**COMPLETE THE FOLLOWING:**
A: Translate this sentence from the spoken remarks into Spanish: "I don't think there's a million guys anymore that tell players what they don't want to hear."
B: Write out the part of the spoken remarks between "and I, you know, learned" and "is real love.", inclusive, keeping every word as it stands.

-- EXCERPTED TEXT start --

I think you're doing something that's gonna hurt you. I think I got the courage to tell you that night in one of my toughest losses at home in the history of my program. I mean you went at me a little bit and one of the things you know, we're gonna get younger. We gotta do this, we gotta do that. And, as you noticed, I listened and Um, and I feel comfortable about that, and I I listened

and I, you know, learned to listen. Listen to learn is what we use around here, and I think I did listen to learn and I appreciate it and that's why I know that they used the Kleaves has dismissed. There's certain guys, not a million of them, a lot of good guys that I love. Not a million guys. Will tell me what I don't want to hear. I don't think there's a million guys anymore that tell players what they don't want to hear. And Uh, but when you do it, that's real love. That is real love.

-- EXCERPTED TEXT end --
-- PROVIDED DATA start --

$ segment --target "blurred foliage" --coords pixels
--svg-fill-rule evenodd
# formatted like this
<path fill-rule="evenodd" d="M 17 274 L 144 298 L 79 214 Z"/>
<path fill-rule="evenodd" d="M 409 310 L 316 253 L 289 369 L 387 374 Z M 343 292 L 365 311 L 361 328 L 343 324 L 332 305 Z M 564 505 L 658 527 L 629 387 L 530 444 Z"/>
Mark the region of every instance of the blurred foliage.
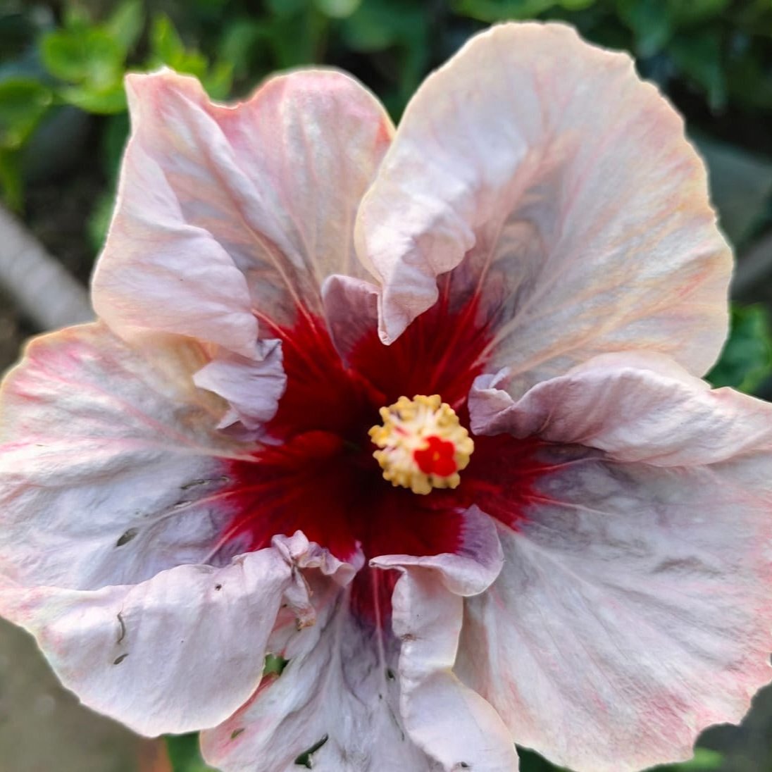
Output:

-- PROVIDED DATA end --

**LIST OF SOLUTIONS:**
A: No creo que ya haya un millón de tipos que les digan a los jugadores lo que no quieren oír.

B:
and I, you know, learned to listen. Listen to learn is what we use around here, and I think I did listen to learn and I appreciate it and that's why I know that they used the Kleaves has dismissed. There's certain guys, not a million of them, a lot of good guys that I love. Not a million guys. Will tell me what I don't want to hear. I don't think there's a million guys anymore that tell players what they don't want to hear. And Uh, but when you do it, that's real love. That is real love.